Excerpts of location labeling data:
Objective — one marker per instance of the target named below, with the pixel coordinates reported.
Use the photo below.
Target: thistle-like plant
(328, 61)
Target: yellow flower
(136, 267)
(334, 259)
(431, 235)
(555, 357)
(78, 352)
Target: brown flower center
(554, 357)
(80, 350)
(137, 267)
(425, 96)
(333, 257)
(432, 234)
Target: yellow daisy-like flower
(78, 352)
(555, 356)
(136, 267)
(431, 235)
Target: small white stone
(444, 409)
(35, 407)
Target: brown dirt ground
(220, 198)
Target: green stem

PROBLEM TO WORK ON:
Can you write out the records above again with each "yellow" replaced by "golden" and nothing else altered?

SOLUTION:
Objective — one marker per instance of the target named below, with the pixel coordinates reported.
Use the photo below.
Target: thistle-like plant
(328, 61)
Target: golden flower
(136, 267)
(334, 259)
(431, 235)
(555, 357)
(78, 352)
Target: brown flower center
(554, 357)
(80, 350)
(137, 267)
(425, 96)
(333, 257)
(432, 234)
Target: golden daisy-like flower
(78, 352)
(555, 356)
(136, 267)
(431, 235)
Target: small white stone
(444, 409)
(35, 407)
Target: brown dirt ground
(220, 198)
Target: green stem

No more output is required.